SELECTION =>
'''
One of the main questions that I am getting is whether people should track their actual sightings or just do a trail camera survey. Like I have said in many of my other articles “Everyone’s situation is different” so you should do what works best for your own particular situation. I am going to explain some different scenarios so you can get a better understanding of what may work best for you. Even though everyone can track their deer harvests (regardless of whether you have 10 acres or 10,000 acres) tracking the sightings may not work in all situations but a trail camera survey might.

The question you need to ask yourself is do you want to keep track of your actual sightings during hunting season so you can determine if you are seeing more or less deer each season. This should really apply to most unfenced properties (unless you have thousands of contiguous acres hunted strictly under your control). Since the smaller acreage properties have deer moving off and onto their properties their neighbors can definitely affect their deer population. And you may actually be harvesting too many or too few deer yourself. Because of this ** we** choose to enter all of our sightings during hunting season so we can see if our sightings are going up, going down or remaining about the same. Let’s face it; if our neighbors go on a killing spree then we will definitely see the results of that in our sightings since we do share a lot of deer with them. Keep in mind that the more sightings information you have over several days the more representative the results will be. If you can get the sightings information not only for yourself but from your co hunters as well then that will be even better. You can now prove what your average deer sightings are per hunt and can compare it season to season. If you have enough days of recorded sightings from throughout the season then you may also be able to estimate your Doe to Buck Ratio and your Fawn Recruitment Rate. Since we have many days of sightings from throughout our hunting season we get a good estimate of our Doe to Buck Ratio and Fawn Recruitment Rate. (Our Bucks are not totally nocturnal) Let’s use some common sense though. If you hunt a handful of days each season or you’re hunting small acreage then you probably won’t be able to estimate your Doe to Buck Ratio and Fawn Recruitment Rate from your sightings. Also if your Bucks are strictly nocturnal then you won’t be able to estimate your Doe to Buck Ratio since you won’t be seeing the Buck’s. (And that’s ok)
'''
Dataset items
'''
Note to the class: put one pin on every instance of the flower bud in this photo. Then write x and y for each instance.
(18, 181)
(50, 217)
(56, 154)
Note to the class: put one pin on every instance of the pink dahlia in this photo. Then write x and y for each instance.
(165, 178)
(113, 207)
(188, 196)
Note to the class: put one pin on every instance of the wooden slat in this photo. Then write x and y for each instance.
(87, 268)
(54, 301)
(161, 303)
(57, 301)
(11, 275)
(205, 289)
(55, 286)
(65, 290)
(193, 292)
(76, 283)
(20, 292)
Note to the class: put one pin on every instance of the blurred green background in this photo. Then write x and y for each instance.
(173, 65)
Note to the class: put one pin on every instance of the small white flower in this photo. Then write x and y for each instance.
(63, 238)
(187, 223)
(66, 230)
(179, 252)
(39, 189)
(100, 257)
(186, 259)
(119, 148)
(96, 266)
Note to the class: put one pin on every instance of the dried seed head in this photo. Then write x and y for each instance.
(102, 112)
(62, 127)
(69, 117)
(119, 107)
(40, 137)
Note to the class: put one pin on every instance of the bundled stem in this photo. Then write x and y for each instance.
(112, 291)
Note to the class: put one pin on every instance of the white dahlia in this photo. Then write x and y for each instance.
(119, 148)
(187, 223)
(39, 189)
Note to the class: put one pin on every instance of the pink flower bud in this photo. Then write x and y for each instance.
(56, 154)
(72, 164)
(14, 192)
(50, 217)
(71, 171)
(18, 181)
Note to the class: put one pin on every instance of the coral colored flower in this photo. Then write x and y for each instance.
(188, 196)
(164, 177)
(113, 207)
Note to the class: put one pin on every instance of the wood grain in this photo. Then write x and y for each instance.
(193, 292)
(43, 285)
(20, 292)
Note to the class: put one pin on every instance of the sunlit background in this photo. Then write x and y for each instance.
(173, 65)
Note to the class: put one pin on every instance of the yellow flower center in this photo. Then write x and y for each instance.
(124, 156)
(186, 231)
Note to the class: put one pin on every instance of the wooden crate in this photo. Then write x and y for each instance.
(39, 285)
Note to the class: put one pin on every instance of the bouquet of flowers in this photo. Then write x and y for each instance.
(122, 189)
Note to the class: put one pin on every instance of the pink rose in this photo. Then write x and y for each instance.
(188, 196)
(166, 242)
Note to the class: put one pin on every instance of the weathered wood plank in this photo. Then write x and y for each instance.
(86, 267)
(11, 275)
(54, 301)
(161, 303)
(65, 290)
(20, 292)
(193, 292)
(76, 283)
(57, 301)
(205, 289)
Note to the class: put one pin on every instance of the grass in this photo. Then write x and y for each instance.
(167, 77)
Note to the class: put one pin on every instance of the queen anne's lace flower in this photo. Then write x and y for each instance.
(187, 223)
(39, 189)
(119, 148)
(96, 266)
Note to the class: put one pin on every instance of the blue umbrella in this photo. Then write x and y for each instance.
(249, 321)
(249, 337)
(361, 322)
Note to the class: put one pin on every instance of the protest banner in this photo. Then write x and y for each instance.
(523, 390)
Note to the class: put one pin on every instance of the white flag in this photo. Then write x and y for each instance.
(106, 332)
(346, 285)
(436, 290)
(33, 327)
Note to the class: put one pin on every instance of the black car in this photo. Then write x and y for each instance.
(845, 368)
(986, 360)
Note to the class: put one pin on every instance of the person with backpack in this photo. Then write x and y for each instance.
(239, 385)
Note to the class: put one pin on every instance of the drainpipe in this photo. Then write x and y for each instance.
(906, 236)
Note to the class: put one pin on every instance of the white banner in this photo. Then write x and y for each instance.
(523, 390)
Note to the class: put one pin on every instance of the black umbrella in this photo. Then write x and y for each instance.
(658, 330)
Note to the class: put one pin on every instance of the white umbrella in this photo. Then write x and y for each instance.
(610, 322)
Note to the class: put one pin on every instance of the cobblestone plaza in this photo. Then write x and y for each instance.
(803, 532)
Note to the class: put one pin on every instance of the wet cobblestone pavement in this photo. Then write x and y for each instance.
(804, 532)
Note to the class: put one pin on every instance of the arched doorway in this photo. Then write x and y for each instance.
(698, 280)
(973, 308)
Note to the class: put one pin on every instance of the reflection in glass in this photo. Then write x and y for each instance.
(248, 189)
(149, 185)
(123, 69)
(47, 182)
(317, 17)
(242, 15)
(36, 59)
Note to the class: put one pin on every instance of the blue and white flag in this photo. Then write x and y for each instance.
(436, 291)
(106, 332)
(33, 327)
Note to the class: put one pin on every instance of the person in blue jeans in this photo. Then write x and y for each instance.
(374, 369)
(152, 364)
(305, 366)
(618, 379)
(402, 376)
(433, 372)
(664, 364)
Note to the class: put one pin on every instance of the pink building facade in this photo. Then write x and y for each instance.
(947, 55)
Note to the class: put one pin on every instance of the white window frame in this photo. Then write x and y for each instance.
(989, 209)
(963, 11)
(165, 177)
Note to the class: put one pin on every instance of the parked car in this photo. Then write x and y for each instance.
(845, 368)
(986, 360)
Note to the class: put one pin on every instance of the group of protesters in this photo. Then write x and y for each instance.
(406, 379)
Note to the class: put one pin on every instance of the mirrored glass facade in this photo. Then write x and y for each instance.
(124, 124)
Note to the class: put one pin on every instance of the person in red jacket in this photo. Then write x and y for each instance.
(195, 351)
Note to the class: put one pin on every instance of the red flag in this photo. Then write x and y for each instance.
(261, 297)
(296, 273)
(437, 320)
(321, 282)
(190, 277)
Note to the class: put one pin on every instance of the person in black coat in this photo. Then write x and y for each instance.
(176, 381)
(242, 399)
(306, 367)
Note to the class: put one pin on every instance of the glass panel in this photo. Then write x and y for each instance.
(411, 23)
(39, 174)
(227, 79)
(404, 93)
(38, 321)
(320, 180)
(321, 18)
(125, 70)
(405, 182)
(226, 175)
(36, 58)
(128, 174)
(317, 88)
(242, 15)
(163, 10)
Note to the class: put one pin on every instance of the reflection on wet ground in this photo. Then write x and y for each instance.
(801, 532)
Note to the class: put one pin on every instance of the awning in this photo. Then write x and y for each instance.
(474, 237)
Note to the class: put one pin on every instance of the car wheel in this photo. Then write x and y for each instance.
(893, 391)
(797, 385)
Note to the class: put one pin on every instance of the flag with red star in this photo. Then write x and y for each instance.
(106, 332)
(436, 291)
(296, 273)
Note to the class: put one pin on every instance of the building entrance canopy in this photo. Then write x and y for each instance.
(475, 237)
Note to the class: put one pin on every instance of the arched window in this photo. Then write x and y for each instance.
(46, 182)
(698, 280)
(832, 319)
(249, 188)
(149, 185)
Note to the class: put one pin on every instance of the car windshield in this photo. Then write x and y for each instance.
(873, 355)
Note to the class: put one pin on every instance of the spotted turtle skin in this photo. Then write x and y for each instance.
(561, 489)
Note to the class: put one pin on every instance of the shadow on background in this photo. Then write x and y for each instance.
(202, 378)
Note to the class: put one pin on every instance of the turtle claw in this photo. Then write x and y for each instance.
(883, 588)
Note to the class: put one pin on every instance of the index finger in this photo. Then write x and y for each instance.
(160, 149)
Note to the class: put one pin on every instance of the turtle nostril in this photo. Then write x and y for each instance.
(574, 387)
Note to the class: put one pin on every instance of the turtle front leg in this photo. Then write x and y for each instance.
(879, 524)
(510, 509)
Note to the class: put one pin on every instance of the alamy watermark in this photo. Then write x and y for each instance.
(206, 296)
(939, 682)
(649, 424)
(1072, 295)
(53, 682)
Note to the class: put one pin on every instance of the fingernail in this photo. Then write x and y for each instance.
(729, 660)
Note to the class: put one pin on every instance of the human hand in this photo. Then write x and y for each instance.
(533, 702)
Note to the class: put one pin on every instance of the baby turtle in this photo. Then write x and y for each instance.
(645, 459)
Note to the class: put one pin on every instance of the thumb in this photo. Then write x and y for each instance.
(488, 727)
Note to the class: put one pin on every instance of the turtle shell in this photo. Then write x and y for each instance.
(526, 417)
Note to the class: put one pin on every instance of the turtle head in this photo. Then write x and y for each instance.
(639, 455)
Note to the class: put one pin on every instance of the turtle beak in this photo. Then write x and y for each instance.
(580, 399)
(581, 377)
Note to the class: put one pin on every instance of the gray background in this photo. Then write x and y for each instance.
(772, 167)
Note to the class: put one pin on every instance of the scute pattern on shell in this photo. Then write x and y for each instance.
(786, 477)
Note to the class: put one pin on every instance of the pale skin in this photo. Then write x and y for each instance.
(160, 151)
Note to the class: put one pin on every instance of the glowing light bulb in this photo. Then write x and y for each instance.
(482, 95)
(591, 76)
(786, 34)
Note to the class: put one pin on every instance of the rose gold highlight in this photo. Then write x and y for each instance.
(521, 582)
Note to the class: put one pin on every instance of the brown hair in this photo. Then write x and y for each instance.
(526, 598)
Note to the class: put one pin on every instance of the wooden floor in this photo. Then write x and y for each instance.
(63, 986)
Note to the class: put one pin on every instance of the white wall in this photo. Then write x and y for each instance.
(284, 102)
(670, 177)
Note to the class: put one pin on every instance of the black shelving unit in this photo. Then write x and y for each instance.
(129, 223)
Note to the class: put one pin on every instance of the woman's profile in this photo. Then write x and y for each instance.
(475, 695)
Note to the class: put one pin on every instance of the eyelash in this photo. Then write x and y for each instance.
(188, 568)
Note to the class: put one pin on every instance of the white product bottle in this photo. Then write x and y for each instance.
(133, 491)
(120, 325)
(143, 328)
'''
EXERCISE TASK 1 => According to the deer-sightings article, which two figures can enough days of recorded sightings from throughout the season help you estimate?
EXERCISE TASK 2 => Rewrite the part of the deer-sightings article starting with "One of the main" and going on through "camera survey might.", changing "trail camera survey" to "game camera survey".

WRITTEN SOLUTION 1 => Your Doe to Buck Ratio and your Fawn Recruitment Rate.

WRITTEN SOLUTION 2 =>
One of the main questions that I am getting is whether people should track their actual sightings or just do a game camera survey. Like I have said in many of my other articles “Everyone’s situation is different” so you should do what works best for your own particular situation. I am going to explain some different scenarios so you can get a better understanding of what may work best for you. Even though everyone can track their deer harvests (regardless of whether you have 10 acres or 10,000 acres) tracking the sightings may not work in all situations but a game camera survey might.